(Stored items)

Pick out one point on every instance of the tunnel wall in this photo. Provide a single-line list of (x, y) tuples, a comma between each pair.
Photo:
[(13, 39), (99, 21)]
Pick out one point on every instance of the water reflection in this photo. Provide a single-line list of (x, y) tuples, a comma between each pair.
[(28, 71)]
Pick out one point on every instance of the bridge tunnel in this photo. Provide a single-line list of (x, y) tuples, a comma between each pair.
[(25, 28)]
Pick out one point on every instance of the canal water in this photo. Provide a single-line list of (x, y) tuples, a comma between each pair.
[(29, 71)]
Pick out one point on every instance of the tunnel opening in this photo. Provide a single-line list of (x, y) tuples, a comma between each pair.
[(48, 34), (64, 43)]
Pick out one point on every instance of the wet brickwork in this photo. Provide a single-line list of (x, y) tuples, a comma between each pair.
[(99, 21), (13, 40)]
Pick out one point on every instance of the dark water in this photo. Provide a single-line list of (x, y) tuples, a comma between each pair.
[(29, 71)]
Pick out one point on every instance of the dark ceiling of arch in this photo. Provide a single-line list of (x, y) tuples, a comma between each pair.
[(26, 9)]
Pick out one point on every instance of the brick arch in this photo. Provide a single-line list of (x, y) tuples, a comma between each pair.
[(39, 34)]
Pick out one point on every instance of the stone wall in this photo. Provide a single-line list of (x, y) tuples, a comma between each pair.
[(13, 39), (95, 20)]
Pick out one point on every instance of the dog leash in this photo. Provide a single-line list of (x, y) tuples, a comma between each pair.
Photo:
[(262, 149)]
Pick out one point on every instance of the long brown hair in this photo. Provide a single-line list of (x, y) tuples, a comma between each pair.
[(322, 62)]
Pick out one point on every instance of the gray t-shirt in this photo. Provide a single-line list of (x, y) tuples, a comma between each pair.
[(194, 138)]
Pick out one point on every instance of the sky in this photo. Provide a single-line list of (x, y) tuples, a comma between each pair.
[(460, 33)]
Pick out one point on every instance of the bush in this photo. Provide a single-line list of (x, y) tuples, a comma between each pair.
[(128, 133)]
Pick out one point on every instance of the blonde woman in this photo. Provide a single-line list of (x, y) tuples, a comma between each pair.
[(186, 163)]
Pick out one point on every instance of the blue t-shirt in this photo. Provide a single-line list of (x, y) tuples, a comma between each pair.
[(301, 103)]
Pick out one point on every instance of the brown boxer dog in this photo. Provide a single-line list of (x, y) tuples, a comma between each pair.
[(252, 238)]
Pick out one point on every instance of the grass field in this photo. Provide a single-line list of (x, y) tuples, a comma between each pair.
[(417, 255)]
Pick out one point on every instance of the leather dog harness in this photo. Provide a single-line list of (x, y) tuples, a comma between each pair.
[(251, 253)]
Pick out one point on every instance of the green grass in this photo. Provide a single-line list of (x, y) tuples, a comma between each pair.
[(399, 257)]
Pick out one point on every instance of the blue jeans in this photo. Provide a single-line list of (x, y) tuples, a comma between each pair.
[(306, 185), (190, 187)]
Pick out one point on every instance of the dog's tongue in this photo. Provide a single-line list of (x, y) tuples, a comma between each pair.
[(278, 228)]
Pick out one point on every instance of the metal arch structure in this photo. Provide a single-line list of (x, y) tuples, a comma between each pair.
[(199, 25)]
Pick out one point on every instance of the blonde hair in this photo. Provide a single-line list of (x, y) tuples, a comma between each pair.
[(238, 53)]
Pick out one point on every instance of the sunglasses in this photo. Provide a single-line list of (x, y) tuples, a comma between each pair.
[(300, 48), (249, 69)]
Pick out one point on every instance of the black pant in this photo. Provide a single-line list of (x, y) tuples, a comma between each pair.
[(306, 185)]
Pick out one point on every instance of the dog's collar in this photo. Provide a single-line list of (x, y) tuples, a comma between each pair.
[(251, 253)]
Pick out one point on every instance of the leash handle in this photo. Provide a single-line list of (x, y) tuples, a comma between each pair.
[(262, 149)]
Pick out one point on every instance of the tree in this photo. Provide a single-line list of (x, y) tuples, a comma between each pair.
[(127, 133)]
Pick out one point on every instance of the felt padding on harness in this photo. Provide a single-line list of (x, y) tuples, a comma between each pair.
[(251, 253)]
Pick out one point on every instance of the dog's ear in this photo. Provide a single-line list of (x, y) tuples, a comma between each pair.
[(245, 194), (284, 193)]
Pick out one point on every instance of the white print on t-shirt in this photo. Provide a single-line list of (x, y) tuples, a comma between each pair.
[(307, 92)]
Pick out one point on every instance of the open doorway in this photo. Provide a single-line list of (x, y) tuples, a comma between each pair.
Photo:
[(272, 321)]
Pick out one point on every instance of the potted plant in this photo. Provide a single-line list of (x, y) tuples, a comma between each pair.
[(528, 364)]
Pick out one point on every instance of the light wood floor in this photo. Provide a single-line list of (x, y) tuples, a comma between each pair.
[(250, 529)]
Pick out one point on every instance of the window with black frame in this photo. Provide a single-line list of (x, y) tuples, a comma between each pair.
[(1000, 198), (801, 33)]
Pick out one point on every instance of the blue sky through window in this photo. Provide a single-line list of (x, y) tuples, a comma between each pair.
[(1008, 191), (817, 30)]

_Required action:_
Write the data out again in full. Match it word for word.

_Exercise result:_
Pick out one point on every instance of the tunnel wall in this photo. Provide a single-line list of (x, y) tuples, a comma between each pair.
Photo:
[(13, 39), (99, 21)]
Pick out one point on every instance of the water reflection in this photo. Provide a single-line list of (x, y) tuples, a comma between each pair.
[(28, 71)]
Pick out one point on every instance of the bridge tunnel in this photo. Provide a single-line list of (x, y) tuples, a comma between each pair.
[(25, 28)]
Pick out one point on every instance of the canal water in this photo. Provide a single-line list of (x, y) tuples, a comma between each pair.
[(29, 71)]
Pick out one point on every instance of the tunnel opening in this photo. Provide a single-line list of (x, y) tuples, a comma between each pair.
[(48, 34), (64, 43)]
Pick out one point on every instance of the wet brickwork in this photo. Provide a single-line list of (x, y) tuples, a comma between each pair.
[(99, 21), (13, 40)]
Pick out one point on every instance of the dark water in this photo. Provide a single-line list of (x, y) tuples, a comma between each pair.
[(29, 71)]
Pick out one point on every instance of the dark ceiling of arch in this photo. Provide a single-line list of (x, y) tuples, a comma between each pair.
[(26, 9)]
Pick out one point on every instance of the brick arch in this photo. Provide a single-line list of (x, y) tuples, a comma between each pair.
[(39, 34)]
Pick out one point on every instance of the stone wall in this photo. Provide a single-line list of (x, y) tuples, a comma between each pair.
[(13, 39), (95, 20)]
Pick out one point on every instance of the dog leash in this photo. Provide a single-line list of (x, y) tuples, a comma between each pair.
Photo:
[(262, 149)]
Pick out one point on every instance of the long brown hair in this photo. Provide a single-line list of (x, y) tuples, a comma between each pair.
[(322, 62)]
Pick out one point on every instance of the gray t-shirt in this photo. Provide a single-line list of (x, y) tuples, a comma between each pair.
[(194, 138)]
Pick out one point on every instance of the sky in this photo. Provide a single-line list of (x, y) tuples, a comma between each pair.
[(460, 33)]
Pick out one point on every instance of the bush in this photo. Provide a single-line list of (x, y) tuples, a comma between each pair.
[(128, 133)]
Pick out one point on every instance of the blonde woman in this photo. Provide a single-line list of (x, y) tuples, a comma between each pair.
[(186, 163)]
Pick out one point on every instance of the blue t-shirt in this photo. Provide a single-line list of (x, y) tuples, a comma between each pair.
[(301, 103)]
Pick out one point on every instance of the brown boxer dog in this photo. Provide a single-line list of (x, y) tuples, a comma between each pair.
[(252, 238)]
Pick out one point on every instance of the grass field in this photo. Provide a single-line list of (x, y) tuples, a comma between each pair.
[(417, 255)]
Pick out one point on every instance of the leather dog harness in this photo. Provide a single-line list of (x, y) tuples, a comma between each pair.
[(251, 253)]
Pick out one point on every instance of the green grass in this photo. Provide a single-line list of (x, y) tuples, a comma between each pair.
[(399, 257)]
Pick out one point on every instance of the blue jeans in this photo. Provide a single-line list of (x, y) tuples, a comma between each pair.
[(306, 185), (190, 187)]
Pick out one point on every instance of the dog's tongue in this photo. Provide a single-line list of (x, y) tuples, a comma between each pair.
[(278, 228)]
Pick out one point on every instance of the metal arch structure in this photo. Provide a single-line list of (x, y) tuples, a comma between each pair.
[(199, 25)]
Pick out one point on every instance of the blonde hair in this photo. Provide a single-line list of (x, y) tuples, a comma between each pair.
[(238, 53)]
Pick out one point on every instance of the sunglasses in this photo. Provide a single-line list of (x, y) tuples, a comma between each pair.
[(300, 48), (249, 69)]
Pick out one point on every instance of the black pant in this photo. Provide a single-line list of (x, y) tuples, a comma between each pair.
[(306, 185)]
Pick out one point on every instance of the dog's collar in this photo. Provide a single-line list of (x, y) tuples, a comma between each pair.
[(251, 253)]
Pick out one point on every instance of the leash handle in this photo. Provide a single-line list of (x, y) tuples, a comma between each pair.
[(262, 149)]
Pick out one point on every instance of the tree in this photo. Provide a single-line list of (x, y) tuples, a comma between each pair.
[(127, 133)]
Pick out one point on every instance of the felt padding on harness in this photo. Provide a single-line list of (x, y) tuples, a comma between each pair.
[(251, 253)]
Pick out one point on every instance of the dog's ear in this photo. Provide a single-line list of (x, y) tuples, a comma between each pair.
[(245, 194), (284, 193)]
Pick out one point on every instance of the white print on t-shirt in this photo. Provide a single-line list of (x, y) tuples, a comma between each pair.
[(307, 92)]
Pick out one point on every instance of the open doorway in this photo. Provide a single-line list of (x, y) tuples, a comma between each pair.
Photo:
[(272, 321)]
Pick out one point on every instance of the potted plant in this photo. Provide a single-line list of (x, y) tuples, a comma between each pair.
[(528, 364)]
Pick out one point on every instance of the light wood floor in this photo. Provide a single-line list of (x, y) tuples, a comma between each pair.
[(250, 529)]
Pick out one point on every instance of the window with black frame in this photo. Provide a single-line list of (x, y) tuples, a comma between each pair.
[(1000, 198), (801, 33)]
Pick out one point on every instance of the blue sky through window in this photo. Provide a single-line list of (x, y) tuples, a comma between each pair.
[(1008, 191), (817, 30)]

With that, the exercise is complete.